Reproduce exactly, with no other output, every line of the data below from the line containing "Query: stone pavement" to the end, inclusive.

**EXCERPTED RECORDS**.
Content starts
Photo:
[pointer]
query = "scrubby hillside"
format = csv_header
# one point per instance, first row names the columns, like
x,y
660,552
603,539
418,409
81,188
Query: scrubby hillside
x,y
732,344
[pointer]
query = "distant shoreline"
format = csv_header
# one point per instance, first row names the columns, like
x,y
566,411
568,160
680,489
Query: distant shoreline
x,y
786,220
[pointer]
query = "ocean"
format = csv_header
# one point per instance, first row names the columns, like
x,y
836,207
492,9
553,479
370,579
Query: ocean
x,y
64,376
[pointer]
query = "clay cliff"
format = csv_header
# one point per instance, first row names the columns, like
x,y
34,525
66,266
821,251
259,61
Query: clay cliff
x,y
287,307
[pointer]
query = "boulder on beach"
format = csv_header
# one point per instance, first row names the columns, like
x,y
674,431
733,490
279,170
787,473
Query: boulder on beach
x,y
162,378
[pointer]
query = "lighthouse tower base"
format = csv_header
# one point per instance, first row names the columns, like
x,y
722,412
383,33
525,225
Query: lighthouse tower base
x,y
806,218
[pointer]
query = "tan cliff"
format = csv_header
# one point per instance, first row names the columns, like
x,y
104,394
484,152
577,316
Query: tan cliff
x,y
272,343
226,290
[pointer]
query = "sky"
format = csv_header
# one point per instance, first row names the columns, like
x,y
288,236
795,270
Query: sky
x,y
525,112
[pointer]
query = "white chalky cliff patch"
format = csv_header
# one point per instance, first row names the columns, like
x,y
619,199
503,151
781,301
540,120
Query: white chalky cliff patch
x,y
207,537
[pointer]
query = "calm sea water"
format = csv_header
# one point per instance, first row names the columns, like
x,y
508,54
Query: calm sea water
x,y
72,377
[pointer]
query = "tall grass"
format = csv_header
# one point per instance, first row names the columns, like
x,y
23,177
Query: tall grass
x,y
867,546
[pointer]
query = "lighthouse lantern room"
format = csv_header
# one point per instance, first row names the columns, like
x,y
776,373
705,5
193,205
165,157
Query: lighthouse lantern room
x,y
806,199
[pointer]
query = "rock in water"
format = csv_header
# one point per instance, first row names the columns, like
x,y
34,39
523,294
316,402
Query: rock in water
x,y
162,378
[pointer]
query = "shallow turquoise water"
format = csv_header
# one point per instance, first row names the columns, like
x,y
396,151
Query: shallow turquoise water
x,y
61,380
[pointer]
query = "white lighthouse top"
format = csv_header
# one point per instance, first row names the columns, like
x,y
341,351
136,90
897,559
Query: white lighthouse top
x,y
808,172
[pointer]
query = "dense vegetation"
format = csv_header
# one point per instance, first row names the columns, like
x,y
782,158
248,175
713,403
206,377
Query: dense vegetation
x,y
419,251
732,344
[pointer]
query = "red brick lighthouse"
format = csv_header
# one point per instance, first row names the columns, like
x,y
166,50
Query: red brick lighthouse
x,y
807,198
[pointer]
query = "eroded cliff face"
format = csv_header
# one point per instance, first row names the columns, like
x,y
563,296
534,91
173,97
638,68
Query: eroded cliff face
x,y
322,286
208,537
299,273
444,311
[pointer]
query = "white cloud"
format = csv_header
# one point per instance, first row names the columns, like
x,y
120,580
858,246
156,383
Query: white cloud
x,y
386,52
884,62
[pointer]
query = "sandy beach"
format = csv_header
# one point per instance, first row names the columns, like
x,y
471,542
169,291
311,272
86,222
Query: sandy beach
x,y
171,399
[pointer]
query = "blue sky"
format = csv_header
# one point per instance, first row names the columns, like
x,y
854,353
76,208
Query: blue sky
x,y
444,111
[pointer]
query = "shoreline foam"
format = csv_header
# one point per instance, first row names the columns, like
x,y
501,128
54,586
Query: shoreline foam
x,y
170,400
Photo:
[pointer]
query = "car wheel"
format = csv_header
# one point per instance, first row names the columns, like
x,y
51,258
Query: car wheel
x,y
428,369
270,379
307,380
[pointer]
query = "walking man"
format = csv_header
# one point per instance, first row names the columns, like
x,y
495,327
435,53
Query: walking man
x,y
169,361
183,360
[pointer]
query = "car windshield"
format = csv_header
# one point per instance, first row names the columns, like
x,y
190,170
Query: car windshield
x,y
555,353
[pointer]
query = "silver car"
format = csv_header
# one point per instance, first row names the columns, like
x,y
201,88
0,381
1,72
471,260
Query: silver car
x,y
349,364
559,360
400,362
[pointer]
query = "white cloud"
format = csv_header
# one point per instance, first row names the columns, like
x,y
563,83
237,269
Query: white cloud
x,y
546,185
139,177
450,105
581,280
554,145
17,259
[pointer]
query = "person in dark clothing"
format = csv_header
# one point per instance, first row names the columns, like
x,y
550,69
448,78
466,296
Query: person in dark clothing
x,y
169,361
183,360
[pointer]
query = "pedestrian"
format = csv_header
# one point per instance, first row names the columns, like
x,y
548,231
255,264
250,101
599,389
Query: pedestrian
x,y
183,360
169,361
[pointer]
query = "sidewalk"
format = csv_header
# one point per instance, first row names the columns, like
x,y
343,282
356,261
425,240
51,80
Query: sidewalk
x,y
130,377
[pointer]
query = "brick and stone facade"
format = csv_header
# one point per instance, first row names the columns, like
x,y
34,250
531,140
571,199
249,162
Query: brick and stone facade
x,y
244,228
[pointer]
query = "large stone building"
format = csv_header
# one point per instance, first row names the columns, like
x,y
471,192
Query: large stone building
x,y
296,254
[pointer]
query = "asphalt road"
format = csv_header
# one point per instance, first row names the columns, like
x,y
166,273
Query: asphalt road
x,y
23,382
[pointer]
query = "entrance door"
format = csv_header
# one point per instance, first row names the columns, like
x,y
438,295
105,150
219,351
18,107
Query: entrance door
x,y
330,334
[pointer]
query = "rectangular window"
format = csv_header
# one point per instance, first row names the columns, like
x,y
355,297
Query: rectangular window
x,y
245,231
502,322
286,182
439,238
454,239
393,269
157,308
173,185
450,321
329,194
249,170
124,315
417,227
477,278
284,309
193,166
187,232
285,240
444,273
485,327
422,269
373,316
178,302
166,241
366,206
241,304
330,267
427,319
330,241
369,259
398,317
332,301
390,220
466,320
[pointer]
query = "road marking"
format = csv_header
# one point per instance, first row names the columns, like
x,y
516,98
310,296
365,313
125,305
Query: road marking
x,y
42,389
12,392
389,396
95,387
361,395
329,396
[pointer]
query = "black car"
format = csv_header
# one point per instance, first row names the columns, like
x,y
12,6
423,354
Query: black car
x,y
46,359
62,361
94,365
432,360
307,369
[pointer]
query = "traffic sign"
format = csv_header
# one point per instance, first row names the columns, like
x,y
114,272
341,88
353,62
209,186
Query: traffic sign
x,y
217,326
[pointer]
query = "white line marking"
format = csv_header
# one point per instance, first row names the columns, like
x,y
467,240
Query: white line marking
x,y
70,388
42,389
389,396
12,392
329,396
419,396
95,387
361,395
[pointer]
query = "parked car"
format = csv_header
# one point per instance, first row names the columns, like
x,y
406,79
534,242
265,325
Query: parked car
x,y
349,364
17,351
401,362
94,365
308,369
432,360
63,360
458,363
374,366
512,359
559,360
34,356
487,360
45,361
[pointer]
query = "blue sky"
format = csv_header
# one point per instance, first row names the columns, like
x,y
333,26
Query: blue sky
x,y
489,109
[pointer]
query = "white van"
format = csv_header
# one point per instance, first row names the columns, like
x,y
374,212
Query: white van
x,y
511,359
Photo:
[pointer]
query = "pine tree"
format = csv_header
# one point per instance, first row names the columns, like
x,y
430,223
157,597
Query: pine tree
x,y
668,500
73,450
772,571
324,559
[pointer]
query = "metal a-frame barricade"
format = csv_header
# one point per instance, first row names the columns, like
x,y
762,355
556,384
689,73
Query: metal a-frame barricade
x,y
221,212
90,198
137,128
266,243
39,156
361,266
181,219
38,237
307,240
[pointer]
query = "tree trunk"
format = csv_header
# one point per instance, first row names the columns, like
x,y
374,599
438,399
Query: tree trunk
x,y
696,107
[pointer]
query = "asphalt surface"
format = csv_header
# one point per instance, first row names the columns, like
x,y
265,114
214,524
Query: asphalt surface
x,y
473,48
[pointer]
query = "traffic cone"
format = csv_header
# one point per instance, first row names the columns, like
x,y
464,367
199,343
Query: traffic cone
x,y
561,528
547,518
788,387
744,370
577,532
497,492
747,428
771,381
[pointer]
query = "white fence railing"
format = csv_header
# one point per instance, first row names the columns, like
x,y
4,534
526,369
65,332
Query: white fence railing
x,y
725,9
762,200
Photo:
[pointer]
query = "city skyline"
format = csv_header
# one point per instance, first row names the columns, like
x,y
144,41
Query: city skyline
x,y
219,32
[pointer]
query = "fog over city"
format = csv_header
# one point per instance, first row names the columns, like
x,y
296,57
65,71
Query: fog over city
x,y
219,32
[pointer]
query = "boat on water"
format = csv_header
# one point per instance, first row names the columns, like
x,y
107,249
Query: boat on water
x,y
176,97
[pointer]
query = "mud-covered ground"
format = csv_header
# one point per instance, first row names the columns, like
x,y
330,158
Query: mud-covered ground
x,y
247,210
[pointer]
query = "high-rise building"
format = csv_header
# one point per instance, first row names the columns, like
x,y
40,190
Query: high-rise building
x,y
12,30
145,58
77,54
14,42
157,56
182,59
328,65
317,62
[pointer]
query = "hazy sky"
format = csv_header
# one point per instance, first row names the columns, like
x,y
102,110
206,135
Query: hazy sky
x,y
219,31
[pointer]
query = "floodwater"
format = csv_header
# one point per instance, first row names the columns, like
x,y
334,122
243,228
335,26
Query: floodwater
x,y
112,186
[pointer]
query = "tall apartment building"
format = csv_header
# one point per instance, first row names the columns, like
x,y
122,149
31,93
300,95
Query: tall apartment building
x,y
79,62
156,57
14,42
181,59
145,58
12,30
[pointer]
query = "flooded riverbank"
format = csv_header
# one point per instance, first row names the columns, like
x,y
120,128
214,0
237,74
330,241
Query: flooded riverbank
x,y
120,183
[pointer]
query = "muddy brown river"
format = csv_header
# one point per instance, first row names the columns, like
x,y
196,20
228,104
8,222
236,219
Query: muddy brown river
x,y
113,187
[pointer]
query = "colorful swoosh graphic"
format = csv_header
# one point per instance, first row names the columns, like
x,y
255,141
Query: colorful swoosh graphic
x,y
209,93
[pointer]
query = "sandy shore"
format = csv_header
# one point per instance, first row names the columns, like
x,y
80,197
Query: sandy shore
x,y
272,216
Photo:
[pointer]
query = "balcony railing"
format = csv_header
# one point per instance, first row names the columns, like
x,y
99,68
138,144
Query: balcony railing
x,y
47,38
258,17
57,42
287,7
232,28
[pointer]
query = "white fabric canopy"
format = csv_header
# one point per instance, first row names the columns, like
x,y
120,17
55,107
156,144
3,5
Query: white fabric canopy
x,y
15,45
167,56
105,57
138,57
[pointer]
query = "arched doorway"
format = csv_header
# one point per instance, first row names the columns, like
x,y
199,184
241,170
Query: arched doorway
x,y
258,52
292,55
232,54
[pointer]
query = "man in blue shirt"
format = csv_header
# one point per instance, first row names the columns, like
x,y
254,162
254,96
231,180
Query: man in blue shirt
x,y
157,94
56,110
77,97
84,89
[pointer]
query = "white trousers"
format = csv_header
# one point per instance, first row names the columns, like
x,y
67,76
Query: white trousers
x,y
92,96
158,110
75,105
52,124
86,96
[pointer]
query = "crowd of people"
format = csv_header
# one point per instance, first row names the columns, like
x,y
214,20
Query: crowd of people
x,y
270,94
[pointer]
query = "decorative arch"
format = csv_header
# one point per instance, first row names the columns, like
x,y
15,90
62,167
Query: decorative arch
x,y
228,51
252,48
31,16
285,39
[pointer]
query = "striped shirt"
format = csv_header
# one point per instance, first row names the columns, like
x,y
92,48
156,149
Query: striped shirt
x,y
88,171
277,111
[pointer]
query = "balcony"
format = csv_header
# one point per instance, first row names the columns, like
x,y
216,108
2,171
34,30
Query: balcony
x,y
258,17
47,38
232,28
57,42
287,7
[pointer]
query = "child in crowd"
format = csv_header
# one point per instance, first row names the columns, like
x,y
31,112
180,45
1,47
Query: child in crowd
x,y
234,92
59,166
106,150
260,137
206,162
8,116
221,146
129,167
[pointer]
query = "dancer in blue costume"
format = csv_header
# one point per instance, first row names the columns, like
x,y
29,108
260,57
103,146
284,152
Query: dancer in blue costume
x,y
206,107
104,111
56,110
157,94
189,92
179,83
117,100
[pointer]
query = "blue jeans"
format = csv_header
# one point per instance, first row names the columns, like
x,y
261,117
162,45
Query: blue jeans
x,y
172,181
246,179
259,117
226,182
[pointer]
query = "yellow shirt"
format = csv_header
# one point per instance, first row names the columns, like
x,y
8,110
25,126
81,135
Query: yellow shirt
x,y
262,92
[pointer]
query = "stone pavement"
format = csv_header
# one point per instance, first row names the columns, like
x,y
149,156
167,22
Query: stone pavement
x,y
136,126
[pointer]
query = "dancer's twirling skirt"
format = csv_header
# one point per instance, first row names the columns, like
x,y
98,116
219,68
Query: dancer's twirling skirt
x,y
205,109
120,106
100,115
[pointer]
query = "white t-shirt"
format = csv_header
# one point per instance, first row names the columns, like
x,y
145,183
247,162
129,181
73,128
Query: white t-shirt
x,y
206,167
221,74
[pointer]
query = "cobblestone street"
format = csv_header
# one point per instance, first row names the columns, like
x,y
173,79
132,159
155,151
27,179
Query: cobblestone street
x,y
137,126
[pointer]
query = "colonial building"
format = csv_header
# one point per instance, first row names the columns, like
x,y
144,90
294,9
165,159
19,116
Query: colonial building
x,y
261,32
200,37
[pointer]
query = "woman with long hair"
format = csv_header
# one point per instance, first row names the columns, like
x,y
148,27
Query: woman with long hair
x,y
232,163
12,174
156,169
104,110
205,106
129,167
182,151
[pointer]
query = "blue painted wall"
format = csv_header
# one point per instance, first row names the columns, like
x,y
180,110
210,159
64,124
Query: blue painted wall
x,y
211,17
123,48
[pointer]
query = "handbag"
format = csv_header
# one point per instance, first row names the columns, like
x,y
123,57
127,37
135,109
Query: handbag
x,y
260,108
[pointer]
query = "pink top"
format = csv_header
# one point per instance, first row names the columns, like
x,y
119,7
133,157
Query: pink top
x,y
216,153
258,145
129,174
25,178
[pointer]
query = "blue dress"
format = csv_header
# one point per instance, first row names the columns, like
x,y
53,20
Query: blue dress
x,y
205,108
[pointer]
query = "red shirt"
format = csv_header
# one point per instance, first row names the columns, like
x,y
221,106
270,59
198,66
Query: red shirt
Content ends
**ANSWER SPACE**.
Query: stone pavement
x,y
136,126
[pointer]
query = "dancer's twirling skirt"
format = csv_header
# one point per instance, first row names the columns, like
x,y
98,116
219,68
Query: dancer's twirling skirt
x,y
205,109
120,106
100,115
[pointer]
query = "white t-shirt"
format = csv_header
# one point per instance, first row names the columns, like
x,y
145,183
247,162
129,181
73,128
Query: white t-shirt
x,y
206,167
221,74
[pointer]
query = "cobblestone street"
format = csv_header
# one point per instance, first row names the columns, like
x,y
173,79
132,159
155,151
27,179
Query: cobblestone street
x,y
137,126
[pointer]
query = "colonial building"
format = csv_header
# one point per instance, first row names the columns, like
x,y
144,90
294,9
165,159
19,116
Query: colonial building
x,y
261,32
200,37
[pointer]
query = "woman with long hair"
format = csv_header
# one point per instance, first row names the columns, like
x,y
148,27
Query: woman with long hair
x,y
232,163
12,174
156,169
104,110
205,106
129,167
182,151
[pointer]
query = "blue painted wall"
format = csv_header
# one point per instance, first row names the columns, like
x,y
180,110
210,159
64,124
Query: blue painted wall
x,y
211,17
123,48
[pointer]
query = "handbag"
format = csv_header
# one point per instance, first row names the columns, like
x,y
123,57
127,37
135,109
Query: handbag
x,y
260,108
[pointer]
query = "pink top"
format = csv_header
# one point per instance, first row names the columns, like
x,y
119,7
133,157
Query: pink top
x,y
216,153
258,145
129,174
25,178
[pointer]
query = "blue dress"
format = csv_header
# one point per instance, first row names the columns, like
x,y
53,20
Query: blue dress
x,y
205,108
[pointer]
query = "red shirt"
format = csv_header
# one point per instance, first row names the columns, like
x,y
221,106
270,59
198,66
Query: red shirt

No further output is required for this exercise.